▸ **Aim of the task**: Please find every line in the data below that contains the word "green", and copy each of those lines in full.
-- START Data entries --
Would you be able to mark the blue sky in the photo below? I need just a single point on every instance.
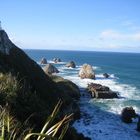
(97, 25)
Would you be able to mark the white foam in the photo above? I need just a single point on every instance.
(100, 118)
(52, 62)
(103, 115)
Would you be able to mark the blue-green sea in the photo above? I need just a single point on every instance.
(104, 115)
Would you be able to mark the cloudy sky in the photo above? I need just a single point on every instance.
(97, 25)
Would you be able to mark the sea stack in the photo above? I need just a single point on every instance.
(87, 72)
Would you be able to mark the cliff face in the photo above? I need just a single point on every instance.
(35, 82)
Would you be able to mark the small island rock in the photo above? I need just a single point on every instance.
(50, 69)
(87, 72)
(106, 75)
(71, 64)
(56, 60)
(43, 61)
(99, 91)
(127, 114)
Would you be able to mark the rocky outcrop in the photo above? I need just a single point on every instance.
(67, 86)
(56, 60)
(127, 114)
(50, 69)
(37, 93)
(87, 72)
(106, 75)
(43, 61)
(99, 91)
(68, 90)
(71, 64)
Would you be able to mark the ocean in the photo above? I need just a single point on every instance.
(101, 117)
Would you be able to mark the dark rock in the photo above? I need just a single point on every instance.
(38, 93)
(106, 75)
(87, 72)
(99, 91)
(56, 60)
(138, 124)
(127, 114)
(69, 91)
(50, 69)
(71, 64)
(73, 135)
(43, 61)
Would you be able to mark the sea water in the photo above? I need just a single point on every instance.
(101, 117)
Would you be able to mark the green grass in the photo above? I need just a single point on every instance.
(11, 129)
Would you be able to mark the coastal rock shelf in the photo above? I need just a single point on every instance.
(99, 91)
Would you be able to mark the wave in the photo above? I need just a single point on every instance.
(100, 117)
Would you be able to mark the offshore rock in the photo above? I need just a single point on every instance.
(87, 72)
(50, 69)
(38, 93)
(106, 75)
(43, 61)
(127, 114)
(56, 60)
(71, 64)
(99, 91)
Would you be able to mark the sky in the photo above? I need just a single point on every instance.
(91, 25)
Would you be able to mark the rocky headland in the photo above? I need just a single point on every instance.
(37, 92)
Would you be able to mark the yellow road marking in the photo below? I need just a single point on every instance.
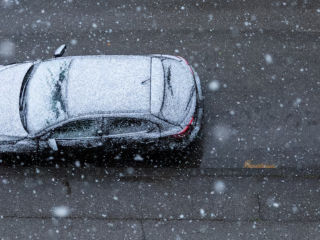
-- END Data entries --
▸ **Exercise solution**:
Would you be able to mark the blue-green sea in the photo above? I need just a single point on every instance.
Would you be able to mark the green grass in the photo above? I need just a single point on every instance.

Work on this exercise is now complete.